=== ACTIVITY ===
When "below" occurs in a line of the material, copy that line.

=== SUPPLIED DATA ===
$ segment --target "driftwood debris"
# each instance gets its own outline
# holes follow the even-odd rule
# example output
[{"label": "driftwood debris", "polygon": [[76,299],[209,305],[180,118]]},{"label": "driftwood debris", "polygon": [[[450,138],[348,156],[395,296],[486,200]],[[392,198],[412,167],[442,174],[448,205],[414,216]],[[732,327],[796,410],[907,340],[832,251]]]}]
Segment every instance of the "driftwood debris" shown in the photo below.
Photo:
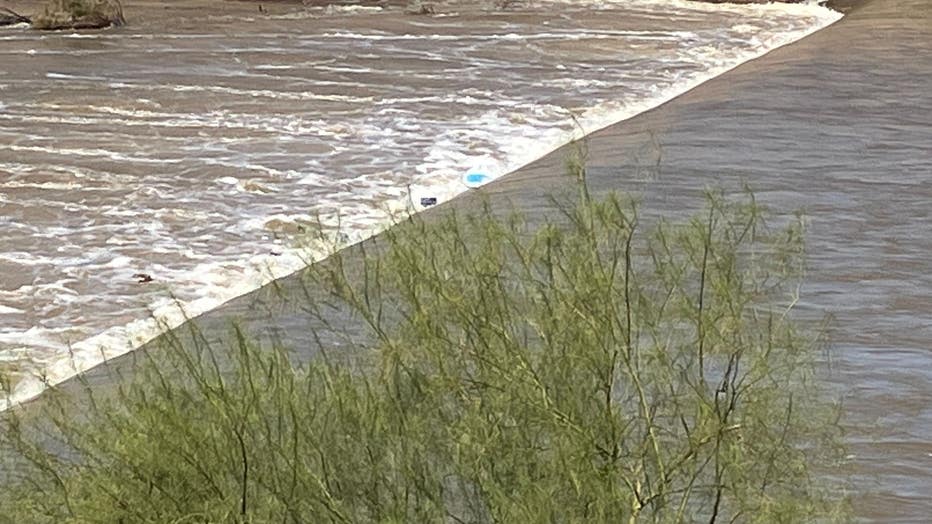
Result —
[{"label": "driftwood debris", "polygon": [[28,16],[23,16],[6,7],[0,7],[0,26],[31,23],[32,20]]}]

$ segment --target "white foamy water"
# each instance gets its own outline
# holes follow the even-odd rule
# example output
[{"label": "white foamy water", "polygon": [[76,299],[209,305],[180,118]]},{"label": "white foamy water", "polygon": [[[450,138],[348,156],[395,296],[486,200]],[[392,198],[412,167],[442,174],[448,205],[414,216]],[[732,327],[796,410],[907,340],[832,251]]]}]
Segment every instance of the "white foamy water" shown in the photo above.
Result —
[{"label": "white foamy water", "polygon": [[152,313],[177,325],[176,299],[197,315],[323,256],[294,247],[314,224],[359,241],[467,190],[471,169],[501,176],[839,16],[659,0],[370,11],[0,31],[12,400],[151,339]]}]

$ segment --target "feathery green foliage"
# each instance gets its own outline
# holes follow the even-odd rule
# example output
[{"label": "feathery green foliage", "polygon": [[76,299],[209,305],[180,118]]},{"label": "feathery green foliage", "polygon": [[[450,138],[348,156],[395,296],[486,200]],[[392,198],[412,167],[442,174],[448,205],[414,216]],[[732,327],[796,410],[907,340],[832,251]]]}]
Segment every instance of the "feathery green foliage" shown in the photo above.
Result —
[{"label": "feathery green foliage", "polygon": [[53,391],[40,422],[7,417],[21,463],[0,520],[838,517],[812,476],[835,411],[790,315],[800,225],[710,193],[648,228],[571,170],[581,195],[554,224],[415,217],[309,270],[326,291],[309,307],[366,326],[355,351],[322,341],[299,367],[239,330],[230,348],[169,334],[82,415]]}]

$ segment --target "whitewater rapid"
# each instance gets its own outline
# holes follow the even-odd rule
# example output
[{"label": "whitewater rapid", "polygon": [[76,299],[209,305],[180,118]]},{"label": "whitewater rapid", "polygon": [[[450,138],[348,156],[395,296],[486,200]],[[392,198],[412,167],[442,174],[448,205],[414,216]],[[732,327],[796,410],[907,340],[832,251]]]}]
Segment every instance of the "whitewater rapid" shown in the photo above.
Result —
[{"label": "whitewater rapid", "polygon": [[0,30],[8,401],[840,18],[467,4]]}]

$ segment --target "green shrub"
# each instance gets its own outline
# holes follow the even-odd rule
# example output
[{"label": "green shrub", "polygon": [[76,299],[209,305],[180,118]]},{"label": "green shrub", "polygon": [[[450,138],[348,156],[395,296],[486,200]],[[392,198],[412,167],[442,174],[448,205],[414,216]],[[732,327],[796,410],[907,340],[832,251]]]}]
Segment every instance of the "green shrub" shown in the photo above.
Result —
[{"label": "green shrub", "polygon": [[42,13],[33,17],[35,29],[98,29],[121,26],[123,5],[120,0],[50,0]]},{"label": "green shrub", "polygon": [[768,231],[749,195],[710,193],[695,218],[651,228],[585,185],[560,207],[536,228],[490,209],[414,218],[363,260],[315,266],[307,289],[326,293],[309,292],[309,309],[349,311],[366,330],[342,349],[321,333],[306,365],[241,330],[227,351],[194,330],[89,406],[53,391],[42,417],[5,421],[19,465],[0,515],[837,516],[838,492],[813,478],[837,456],[835,411],[814,379],[816,340],[790,315],[799,223]]}]

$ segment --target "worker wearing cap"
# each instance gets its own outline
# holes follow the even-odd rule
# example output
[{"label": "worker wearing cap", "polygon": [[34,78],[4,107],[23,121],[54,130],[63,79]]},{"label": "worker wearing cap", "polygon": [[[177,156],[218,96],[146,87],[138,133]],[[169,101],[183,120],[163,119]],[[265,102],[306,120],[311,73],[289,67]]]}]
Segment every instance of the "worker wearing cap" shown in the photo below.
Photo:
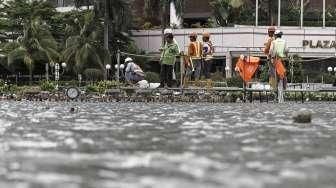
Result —
[{"label": "worker wearing cap", "polygon": [[176,56],[179,55],[179,47],[174,40],[174,35],[171,29],[164,31],[165,44],[161,48],[161,71],[160,71],[160,86],[172,87],[173,71],[176,61]]},{"label": "worker wearing cap", "polygon": [[206,79],[210,79],[210,71],[211,71],[214,47],[213,47],[212,42],[210,41],[210,33],[204,32],[202,36],[203,36],[202,37],[202,40],[203,40],[203,44],[202,44],[203,46],[203,49],[202,49],[203,74]]},{"label": "worker wearing cap", "polygon": [[278,83],[278,99],[279,102],[283,102],[282,90],[286,85],[286,68],[284,66],[284,58],[288,54],[287,43],[282,39],[282,31],[276,30],[274,32],[275,40],[271,44],[269,55],[272,58],[272,63],[275,68],[276,80]]},{"label": "worker wearing cap", "polygon": [[264,46],[265,46],[264,53],[267,56],[267,64],[268,64],[268,78],[269,78],[268,81],[272,88],[276,87],[276,80],[275,80],[275,69],[271,62],[269,51],[270,51],[272,42],[275,40],[274,32],[275,32],[275,27],[272,26],[268,28],[268,31],[267,31],[268,36],[264,43]]},{"label": "worker wearing cap", "polygon": [[127,57],[125,59],[126,69],[125,69],[125,77],[128,83],[137,83],[141,80],[144,80],[145,73],[140,68],[139,65],[133,62],[133,59]]},{"label": "worker wearing cap", "polygon": [[[193,78],[199,80],[202,69],[202,43],[197,41],[197,33],[195,32],[190,33],[189,38],[190,44],[188,47],[188,56],[191,58],[194,69]],[[190,74],[190,70],[188,71],[188,74]]]},{"label": "worker wearing cap", "polygon": [[272,41],[271,48],[269,51],[269,55],[272,58],[285,58],[288,53],[287,43],[284,39],[282,39],[282,31],[276,30],[274,32],[275,40]]}]

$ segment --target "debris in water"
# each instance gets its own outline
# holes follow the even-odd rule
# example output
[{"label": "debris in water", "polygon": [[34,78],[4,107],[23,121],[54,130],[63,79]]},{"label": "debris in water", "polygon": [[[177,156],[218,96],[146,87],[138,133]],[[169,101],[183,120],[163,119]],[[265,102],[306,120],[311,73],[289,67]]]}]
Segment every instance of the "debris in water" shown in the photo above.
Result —
[{"label": "debris in water", "polygon": [[293,114],[295,123],[311,123],[312,112],[308,109],[302,108]]}]

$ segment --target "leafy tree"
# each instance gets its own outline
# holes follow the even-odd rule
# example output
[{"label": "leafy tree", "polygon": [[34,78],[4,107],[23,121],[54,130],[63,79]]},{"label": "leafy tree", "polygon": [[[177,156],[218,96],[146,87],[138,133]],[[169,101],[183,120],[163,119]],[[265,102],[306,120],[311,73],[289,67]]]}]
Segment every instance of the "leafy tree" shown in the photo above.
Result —
[{"label": "leafy tree", "polygon": [[0,20],[6,21],[2,29],[11,32],[13,40],[22,36],[24,26],[35,18],[47,23],[56,14],[52,4],[43,0],[8,0],[1,4]]}]

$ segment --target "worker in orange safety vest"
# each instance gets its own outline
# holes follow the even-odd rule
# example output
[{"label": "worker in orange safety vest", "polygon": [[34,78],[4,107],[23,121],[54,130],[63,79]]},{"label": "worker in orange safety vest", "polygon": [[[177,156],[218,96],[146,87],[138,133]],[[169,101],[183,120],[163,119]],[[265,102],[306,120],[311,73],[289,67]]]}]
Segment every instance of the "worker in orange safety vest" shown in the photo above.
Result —
[{"label": "worker in orange safety vest", "polygon": [[197,41],[197,33],[195,32],[191,33],[189,38],[188,56],[192,63],[192,70],[189,70],[188,73],[192,74],[194,80],[199,80],[202,69],[202,43]]}]

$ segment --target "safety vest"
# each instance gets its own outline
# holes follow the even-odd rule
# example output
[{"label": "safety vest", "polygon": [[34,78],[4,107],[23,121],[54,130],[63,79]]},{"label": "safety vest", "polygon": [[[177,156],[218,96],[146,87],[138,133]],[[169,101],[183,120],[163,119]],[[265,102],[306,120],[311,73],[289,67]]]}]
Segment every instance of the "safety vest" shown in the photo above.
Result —
[{"label": "safety vest", "polygon": [[264,45],[265,45],[264,53],[265,53],[266,55],[269,54],[269,51],[270,51],[271,44],[272,44],[273,40],[274,40],[273,37],[267,37],[267,39],[266,39],[266,42],[265,42],[265,44],[264,44]]},{"label": "safety vest", "polygon": [[211,41],[205,42],[203,44],[203,55],[205,60],[211,60],[213,58],[214,47]]},{"label": "safety vest", "polygon": [[271,56],[274,58],[284,58],[286,57],[286,41],[281,38],[277,38],[272,42]]},{"label": "safety vest", "polygon": [[202,43],[199,41],[191,42],[188,48],[188,55],[192,59],[201,59],[202,57]]}]

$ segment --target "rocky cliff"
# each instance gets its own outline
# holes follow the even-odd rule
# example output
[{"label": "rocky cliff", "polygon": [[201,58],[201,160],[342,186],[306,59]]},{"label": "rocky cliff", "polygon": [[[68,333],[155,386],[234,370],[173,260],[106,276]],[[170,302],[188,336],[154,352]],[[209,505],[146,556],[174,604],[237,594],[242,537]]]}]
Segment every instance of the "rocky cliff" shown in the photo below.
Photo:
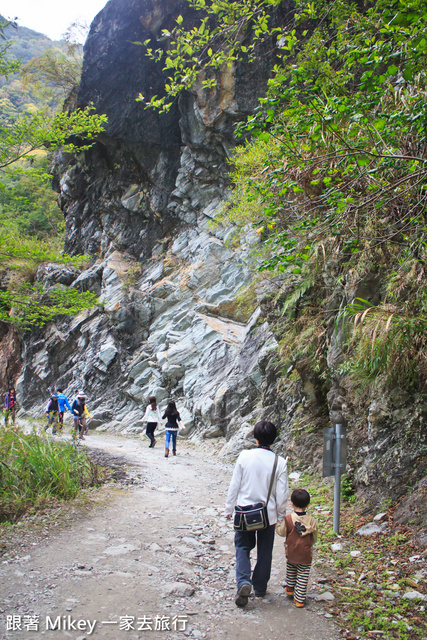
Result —
[{"label": "rocky cliff", "polygon": [[77,104],[93,103],[108,127],[90,151],[55,159],[66,250],[90,254],[92,264],[82,272],[46,265],[37,277],[94,291],[99,305],[23,340],[23,405],[37,414],[54,386],[70,396],[83,388],[93,426],[133,433],[149,395],[161,406],[173,397],[190,435],[224,436],[224,453],[252,446],[251,425],[264,417],[281,426],[280,450],[317,468],[322,429],[330,414],[344,414],[356,485],[374,503],[402,497],[402,521],[411,513],[420,524],[425,398],[360,401],[337,374],[333,313],[327,380],[284,354],[271,310],[283,283],[258,284],[249,302],[244,295],[258,236],[248,229],[231,242],[232,230],[214,224],[230,186],[233,125],[265,91],[271,43],[254,64],[224,70],[217,89],[181,96],[167,115],[135,101],[161,93],[164,78],[134,43],[159,38],[180,14],[194,20],[186,2],[110,0],[92,24]]},{"label": "rocky cliff", "polygon": [[215,228],[229,187],[234,123],[265,90],[273,50],[225,69],[216,90],[186,94],[167,115],[135,98],[162,90],[162,72],[133,44],[157,38],[186,2],[110,0],[85,46],[78,106],[108,115],[97,144],[58,155],[55,185],[65,248],[88,253],[79,273],[48,265],[37,278],[90,289],[99,306],[24,341],[17,387],[26,408],[54,385],[88,395],[92,425],[134,432],[149,395],[173,396],[204,437],[226,436],[261,415],[280,420],[277,343],[259,308],[243,308],[256,234],[230,248]]}]

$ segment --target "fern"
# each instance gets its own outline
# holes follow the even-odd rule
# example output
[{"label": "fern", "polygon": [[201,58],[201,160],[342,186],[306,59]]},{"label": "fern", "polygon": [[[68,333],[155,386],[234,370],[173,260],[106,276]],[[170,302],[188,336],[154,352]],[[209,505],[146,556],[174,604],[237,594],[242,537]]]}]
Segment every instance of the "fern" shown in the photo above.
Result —
[{"label": "fern", "polygon": [[295,287],[290,296],[286,298],[282,306],[282,316],[295,309],[301,298],[309,291],[314,285],[314,274],[310,273],[304,280],[302,280]]}]

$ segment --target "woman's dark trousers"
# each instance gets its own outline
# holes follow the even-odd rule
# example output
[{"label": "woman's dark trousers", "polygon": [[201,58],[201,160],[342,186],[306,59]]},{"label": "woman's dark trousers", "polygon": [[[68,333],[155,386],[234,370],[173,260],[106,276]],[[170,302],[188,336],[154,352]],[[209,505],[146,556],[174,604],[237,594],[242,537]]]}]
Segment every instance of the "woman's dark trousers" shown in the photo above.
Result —
[{"label": "woman's dark trousers", "polygon": [[[264,595],[270,580],[271,560],[273,557],[275,525],[259,531],[236,531],[236,582],[237,590],[245,584],[252,584],[256,595]],[[257,548],[257,561],[251,579],[252,549]]]}]

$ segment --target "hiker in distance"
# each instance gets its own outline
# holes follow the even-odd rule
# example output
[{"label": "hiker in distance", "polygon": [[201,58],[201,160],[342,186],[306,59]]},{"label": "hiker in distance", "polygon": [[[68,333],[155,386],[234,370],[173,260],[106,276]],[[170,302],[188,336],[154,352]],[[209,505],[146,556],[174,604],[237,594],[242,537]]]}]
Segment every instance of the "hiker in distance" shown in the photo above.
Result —
[{"label": "hiker in distance", "polygon": [[52,393],[49,396],[45,413],[47,415],[47,425],[44,430],[47,431],[49,427],[52,427],[52,435],[56,436],[57,429],[60,428],[58,395],[56,393]]},{"label": "hiker in distance", "polygon": [[162,420],[166,418],[166,441],[165,441],[165,458],[169,456],[169,446],[172,440],[172,453],[176,456],[176,437],[180,429],[178,422],[181,423],[181,429],[185,429],[185,426],[179,415],[179,411],[176,408],[176,404],[173,400],[169,400],[168,406],[162,415]]},{"label": "hiker in distance", "polygon": [[60,423],[60,431],[62,431],[62,427],[64,426],[64,413],[65,413],[65,407],[67,407],[67,409],[70,411],[71,415],[74,418],[74,413],[73,410],[70,407],[70,403],[68,401],[67,396],[64,394],[63,390],[61,388],[58,387],[58,389],[56,390],[57,396],[58,396],[58,405],[59,405],[59,423]]},{"label": "hiker in distance", "polygon": [[84,391],[79,391],[77,398],[71,405],[71,409],[74,415],[74,429],[76,436],[80,440],[85,440],[84,434],[86,433],[86,416],[90,418],[90,413],[86,407],[86,396]]},{"label": "hiker in distance", "polygon": [[150,403],[145,410],[144,416],[141,422],[147,423],[147,429],[145,434],[150,438],[149,449],[152,449],[156,444],[156,438],[154,437],[154,431],[159,424],[162,424],[162,416],[160,415],[160,409],[157,406],[157,400],[154,396],[150,396],[148,399]]},{"label": "hiker in distance", "polygon": [[9,426],[9,418],[12,418],[12,424],[15,426],[16,418],[16,391],[14,387],[10,387],[9,391],[4,397],[4,426]]},{"label": "hiker in distance", "polygon": [[[284,458],[270,449],[276,437],[277,429],[272,422],[257,422],[254,427],[257,447],[240,453],[228,489],[225,516],[230,520],[234,512],[235,603],[238,607],[247,605],[252,588],[257,597],[262,598],[266,594],[275,525],[286,514],[289,491],[287,465]],[[262,508],[263,504],[266,507]],[[255,545],[257,561],[251,575],[250,553]]]}]

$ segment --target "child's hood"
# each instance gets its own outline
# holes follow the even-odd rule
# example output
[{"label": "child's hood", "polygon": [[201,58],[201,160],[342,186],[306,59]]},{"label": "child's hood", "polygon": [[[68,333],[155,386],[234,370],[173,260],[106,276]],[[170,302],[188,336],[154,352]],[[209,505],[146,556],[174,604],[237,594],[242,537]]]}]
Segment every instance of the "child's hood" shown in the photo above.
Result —
[{"label": "child's hood", "polygon": [[[317,522],[308,514],[302,516],[295,511],[291,514],[294,527],[297,529],[300,536],[307,536],[309,533],[317,532]],[[299,523],[299,524],[298,524]]]}]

=== ANSWER BOX ===
Segment every instance of the "driftwood debris" shown in the photo below.
Segment every instance of the "worker wearing cap" shown in the photo below.
Segment every instance of the "rocky cliff" shown in the photo below.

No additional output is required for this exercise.